** begin Provided material **
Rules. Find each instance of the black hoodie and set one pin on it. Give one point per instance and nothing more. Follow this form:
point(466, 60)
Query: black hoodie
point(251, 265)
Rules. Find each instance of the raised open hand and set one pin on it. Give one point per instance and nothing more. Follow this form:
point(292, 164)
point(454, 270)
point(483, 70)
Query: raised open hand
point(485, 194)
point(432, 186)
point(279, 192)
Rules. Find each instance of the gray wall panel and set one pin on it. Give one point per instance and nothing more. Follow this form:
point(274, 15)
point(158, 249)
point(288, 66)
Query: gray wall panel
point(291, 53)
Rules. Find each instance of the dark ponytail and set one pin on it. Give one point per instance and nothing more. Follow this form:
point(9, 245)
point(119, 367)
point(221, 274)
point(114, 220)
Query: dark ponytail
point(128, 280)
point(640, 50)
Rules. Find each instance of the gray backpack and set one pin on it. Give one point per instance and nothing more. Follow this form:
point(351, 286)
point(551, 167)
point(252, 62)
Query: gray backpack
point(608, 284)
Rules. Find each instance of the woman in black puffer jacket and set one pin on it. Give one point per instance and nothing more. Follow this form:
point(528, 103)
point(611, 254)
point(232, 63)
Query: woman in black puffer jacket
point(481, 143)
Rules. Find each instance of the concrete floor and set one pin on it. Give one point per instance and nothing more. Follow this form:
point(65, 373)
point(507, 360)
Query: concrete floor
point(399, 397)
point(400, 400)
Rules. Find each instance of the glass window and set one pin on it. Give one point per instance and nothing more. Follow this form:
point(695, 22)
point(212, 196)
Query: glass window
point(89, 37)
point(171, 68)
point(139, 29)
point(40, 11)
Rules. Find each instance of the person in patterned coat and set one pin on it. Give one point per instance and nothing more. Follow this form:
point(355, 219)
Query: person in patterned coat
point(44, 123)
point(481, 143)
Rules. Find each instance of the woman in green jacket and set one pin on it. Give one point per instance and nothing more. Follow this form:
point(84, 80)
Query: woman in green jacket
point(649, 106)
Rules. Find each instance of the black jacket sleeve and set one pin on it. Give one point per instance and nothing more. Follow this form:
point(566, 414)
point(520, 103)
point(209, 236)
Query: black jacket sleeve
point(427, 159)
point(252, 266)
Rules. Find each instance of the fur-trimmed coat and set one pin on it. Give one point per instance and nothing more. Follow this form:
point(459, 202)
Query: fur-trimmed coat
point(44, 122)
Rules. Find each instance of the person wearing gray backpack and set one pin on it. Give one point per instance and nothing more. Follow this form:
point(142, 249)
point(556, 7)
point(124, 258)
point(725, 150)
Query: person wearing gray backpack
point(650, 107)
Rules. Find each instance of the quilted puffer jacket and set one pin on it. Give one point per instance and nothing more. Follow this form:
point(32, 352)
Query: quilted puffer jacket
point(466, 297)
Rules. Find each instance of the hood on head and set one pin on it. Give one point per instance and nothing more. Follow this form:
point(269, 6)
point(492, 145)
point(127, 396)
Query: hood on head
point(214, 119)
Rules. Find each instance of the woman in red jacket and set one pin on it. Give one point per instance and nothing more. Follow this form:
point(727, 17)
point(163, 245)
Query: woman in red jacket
** end Provided material **
Could you format the lines from the one containing "Rules. Find each instance of the dark" through the one containing "point(608, 284)", both included, as a Markdown table with columns "Row" and "Text", numbering each row and leaving out blank lines?

| Row | Text |
|---|---|
| 1 | Rules. Find each instance of the dark ponytail and set one pin on it. Give one point per instance and nothing more. Follow this form: |
| 2 | point(9, 245) |
| 3 | point(119, 367) |
| 4 | point(221, 274) |
| 5 | point(114, 220) |
| 6 | Query: dark ponytail |
| 7 | point(128, 280) |
| 8 | point(640, 50) |
| 9 | Rules. Find each instance of the gray backpack and set one pin on it. Give one point per instance and nothing more. Follow this form: |
| 10 | point(351, 286) |
| 11 | point(551, 167) |
| 12 | point(252, 62) |
| 13 | Query: gray backpack |
| 14 | point(608, 284) |